▸ **Provided text**

....

(Sen) - Its not surprising that many people think the sky never changes but this couldn’t be further from the truth. There are stars varying in brightness even exploding, planets moving across the sky and meteor showers bringing life to a seemingly static background. There are even dark, silent predators out there in the guise of asteroids which pass close by the Earth, sometimes a little too close for comfort.
The truth is, there are plenty of lumps of space rock out there in the solar system and whilst we know about the orbit of many of them, there are others that are previously undiscovered that just surprise seem to pop up out of nowhere and surprise us! Back in December 2005, astronomer Robert McMillan of the Spacewatch Program near Tucson Arizona discovered an asteroid now known as 2005 YU55 and this month, it will spin by the Earth at a distance of just 325,500km, that’s even closer than the Moon. Click here to view the projected flight path of the asteroid.
Studies with the Arecibo radio dish have since shown the asteroid to be nearly spherical in shape and about 400 metres in diameter which means if it were to hit Earth then it might very well be game over for humans. BUT the good news is that it won’t hit the Earth and there is no chance of that happening even within the next 100 years when it returns to our vicinity.

....

▸ **Data provided**

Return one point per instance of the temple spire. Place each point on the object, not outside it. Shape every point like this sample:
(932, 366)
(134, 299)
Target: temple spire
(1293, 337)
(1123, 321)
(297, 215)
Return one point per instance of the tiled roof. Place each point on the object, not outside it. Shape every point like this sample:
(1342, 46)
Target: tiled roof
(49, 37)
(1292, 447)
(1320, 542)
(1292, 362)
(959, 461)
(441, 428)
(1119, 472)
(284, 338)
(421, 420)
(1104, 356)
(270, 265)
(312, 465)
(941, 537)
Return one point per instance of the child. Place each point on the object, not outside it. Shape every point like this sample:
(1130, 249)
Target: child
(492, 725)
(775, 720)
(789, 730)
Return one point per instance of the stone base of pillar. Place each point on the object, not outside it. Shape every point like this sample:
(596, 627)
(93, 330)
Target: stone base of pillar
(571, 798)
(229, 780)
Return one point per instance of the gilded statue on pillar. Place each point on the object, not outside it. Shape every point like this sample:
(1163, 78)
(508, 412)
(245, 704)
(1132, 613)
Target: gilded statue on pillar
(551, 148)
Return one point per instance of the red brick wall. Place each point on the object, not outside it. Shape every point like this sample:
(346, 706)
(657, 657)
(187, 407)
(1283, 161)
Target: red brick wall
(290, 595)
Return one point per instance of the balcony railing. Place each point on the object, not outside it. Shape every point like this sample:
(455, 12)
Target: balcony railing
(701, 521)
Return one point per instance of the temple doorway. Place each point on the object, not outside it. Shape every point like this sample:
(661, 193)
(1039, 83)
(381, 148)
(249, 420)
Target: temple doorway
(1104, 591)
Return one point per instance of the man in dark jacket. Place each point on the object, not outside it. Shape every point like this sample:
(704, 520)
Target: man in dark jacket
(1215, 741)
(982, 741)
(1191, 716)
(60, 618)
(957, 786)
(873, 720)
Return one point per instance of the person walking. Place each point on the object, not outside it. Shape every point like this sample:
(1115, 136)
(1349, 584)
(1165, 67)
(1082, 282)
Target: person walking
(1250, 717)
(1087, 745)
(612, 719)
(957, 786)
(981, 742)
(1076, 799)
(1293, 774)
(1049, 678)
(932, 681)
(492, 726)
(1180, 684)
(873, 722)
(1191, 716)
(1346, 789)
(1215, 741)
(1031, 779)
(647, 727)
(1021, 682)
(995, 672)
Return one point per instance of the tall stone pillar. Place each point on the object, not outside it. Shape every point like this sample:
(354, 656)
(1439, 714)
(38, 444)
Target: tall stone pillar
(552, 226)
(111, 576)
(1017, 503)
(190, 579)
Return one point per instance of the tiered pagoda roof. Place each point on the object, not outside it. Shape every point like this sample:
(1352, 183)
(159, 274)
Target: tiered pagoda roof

....

▸ **Required work**
Please answer these questions from the asteroid article:
1. Who discovered asteroid 2005 YU55, and in what month and year?
2. At what distance from Earth will the asteroid pass?
3. According to the Arecibo studies, what are the asteroid's shape and approximate diameter?
The data has no connection to the text.

▸ **Task answer**
1. Robert McMillan of the Spacewatch Program, in December 2005.
2. 325,500 km.
3. Nearly spherical, about 400 meters in diameter.